* [The problem] Quote the lines below exactly, from the one that holds "Request = tag one keypoint per instance of the pink" through the final line of the records, and only those.

### Record excerpts

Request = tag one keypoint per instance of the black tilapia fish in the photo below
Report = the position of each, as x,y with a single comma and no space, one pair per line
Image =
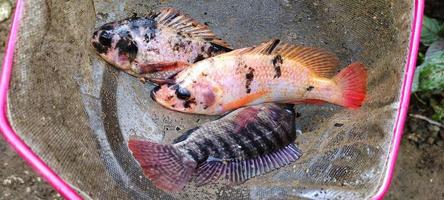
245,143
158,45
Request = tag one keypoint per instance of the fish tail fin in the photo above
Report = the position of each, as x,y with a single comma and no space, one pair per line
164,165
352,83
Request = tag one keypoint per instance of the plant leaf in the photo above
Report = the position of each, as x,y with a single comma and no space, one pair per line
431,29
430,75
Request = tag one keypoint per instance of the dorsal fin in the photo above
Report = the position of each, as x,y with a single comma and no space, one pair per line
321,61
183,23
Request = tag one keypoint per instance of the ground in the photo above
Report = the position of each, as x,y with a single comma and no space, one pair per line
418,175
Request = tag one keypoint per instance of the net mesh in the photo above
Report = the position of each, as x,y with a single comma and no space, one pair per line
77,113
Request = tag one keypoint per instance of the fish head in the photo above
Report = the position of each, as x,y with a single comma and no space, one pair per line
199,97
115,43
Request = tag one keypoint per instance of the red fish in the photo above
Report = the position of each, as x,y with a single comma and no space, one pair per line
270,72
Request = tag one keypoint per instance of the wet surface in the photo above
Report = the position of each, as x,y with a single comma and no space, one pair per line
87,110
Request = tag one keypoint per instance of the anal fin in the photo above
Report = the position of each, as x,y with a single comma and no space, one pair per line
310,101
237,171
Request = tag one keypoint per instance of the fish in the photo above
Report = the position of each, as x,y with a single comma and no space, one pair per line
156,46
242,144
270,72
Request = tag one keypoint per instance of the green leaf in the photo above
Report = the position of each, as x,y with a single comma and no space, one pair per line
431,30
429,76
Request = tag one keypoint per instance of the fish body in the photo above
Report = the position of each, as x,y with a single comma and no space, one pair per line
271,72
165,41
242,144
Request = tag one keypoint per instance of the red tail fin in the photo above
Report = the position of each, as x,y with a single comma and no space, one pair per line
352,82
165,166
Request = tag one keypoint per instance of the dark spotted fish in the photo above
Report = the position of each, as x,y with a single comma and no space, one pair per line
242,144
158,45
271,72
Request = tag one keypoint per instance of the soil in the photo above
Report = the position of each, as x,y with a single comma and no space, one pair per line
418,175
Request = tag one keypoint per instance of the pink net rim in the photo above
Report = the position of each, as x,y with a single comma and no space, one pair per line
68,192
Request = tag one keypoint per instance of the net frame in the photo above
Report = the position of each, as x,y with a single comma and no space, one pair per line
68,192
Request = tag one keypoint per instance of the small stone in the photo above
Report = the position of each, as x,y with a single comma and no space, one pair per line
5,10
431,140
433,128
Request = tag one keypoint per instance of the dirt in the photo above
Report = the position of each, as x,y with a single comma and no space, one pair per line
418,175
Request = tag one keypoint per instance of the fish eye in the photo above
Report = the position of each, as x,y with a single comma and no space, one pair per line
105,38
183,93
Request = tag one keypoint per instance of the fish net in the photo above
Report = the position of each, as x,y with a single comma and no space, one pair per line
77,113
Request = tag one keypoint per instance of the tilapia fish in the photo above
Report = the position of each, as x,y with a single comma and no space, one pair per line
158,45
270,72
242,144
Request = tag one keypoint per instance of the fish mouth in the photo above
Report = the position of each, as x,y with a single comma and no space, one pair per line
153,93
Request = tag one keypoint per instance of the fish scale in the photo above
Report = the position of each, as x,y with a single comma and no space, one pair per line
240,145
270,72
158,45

######

* [Task output]
Request = tag one keypoint per instance of the pink net rim in the photo above
Report = the position of each, as x,y with a single comma and no space, one pair per line
68,192
Request = tag one keypoint per instance of the net frame in the photo above
Report = the position of each, as x,y with a single comma and no space, one pair per line
68,192
Request = tag one keypoint per instance of the small stone in the photo above
Report = the position of each, as x,y with a single comma and no space, one pair per line
5,10
431,140
433,128
Request = tag one keypoint per instance of the dirt in the photo above
Report = the position of each, as x,y with a single comma and no space, one pair per line
418,175
Request = tag one keypoint per instance of the fish eye in the photo above
Report = the position of each, as x,y with a single comma and no space, one pair per line
105,38
183,93
Request = tag one keypoint per instance of the fish net in the photo above
Report = the position of each, as x,y with a single comma and no space, one pair per line
77,113
Request = tag one keypoint per instance of the tilapia fish in the photo above
Report = the position of each, as x,y with a single comma and no space, one pair per line
158,45
270,72
242,144
Request = tag one keypoint per instance of the fish mouth in the photo above
Report = the position of each, as x,y with a single comma and no space, one pair per line
153,93
Request = tag one keypoint per instance of the fish scale in the photo above
Report = the position of each, as x,y with a single comma and no space, one pair per line
240,145
270,72
158,45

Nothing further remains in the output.